───── Data section

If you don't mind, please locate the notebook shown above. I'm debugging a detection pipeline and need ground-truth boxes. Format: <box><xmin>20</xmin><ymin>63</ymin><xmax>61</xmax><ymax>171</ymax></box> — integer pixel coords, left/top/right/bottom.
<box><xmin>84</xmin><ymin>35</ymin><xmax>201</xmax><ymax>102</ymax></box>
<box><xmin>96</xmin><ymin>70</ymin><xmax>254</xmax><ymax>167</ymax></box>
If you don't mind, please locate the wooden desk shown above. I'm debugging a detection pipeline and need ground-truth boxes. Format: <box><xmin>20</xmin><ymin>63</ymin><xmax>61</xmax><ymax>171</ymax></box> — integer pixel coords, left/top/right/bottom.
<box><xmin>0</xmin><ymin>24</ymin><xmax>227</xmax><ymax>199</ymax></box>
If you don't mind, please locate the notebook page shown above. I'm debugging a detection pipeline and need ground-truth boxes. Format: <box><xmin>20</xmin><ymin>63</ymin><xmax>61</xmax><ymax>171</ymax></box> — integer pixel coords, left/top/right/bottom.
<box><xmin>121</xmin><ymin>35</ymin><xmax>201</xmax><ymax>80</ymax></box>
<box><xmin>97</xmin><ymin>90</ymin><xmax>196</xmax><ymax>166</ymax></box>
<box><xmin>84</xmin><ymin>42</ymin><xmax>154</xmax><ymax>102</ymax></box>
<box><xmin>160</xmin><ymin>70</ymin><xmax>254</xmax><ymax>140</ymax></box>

──────────

▶ Exercise: Can you retype everything from the line containing "If you don't mind, please locate the notebook page" down to the end of the records, keeping both ends?

▶ Response to this exercise:
If you don't mind, please locate the notebook page shown above. I'm debugging a detection pipeline and need ground-truth boxes. Format: <box><xmin>20</xmin><ymin>63</ymin><xmax>61</xmax><ymax>171</ymax></box> — integer pixel coords, left/top/right/bottom.
<box><xmin>121</xmin><ymin>35</ymin><xmax>201</xmax><ymax>80</ymax></box>
<box><xmin>97</xmin><ymin>90</ymin><xmax>196</xmax><ymax>166</ymax></box>
<box><xmin>84</xmin><ymin>42</ymin><xmax>154</xmax><ymax>102</ymax></box>
<box><xmin>160</xmin><ymin>70</ymin><xmax>254</xmax><ymax>140</ymax></box>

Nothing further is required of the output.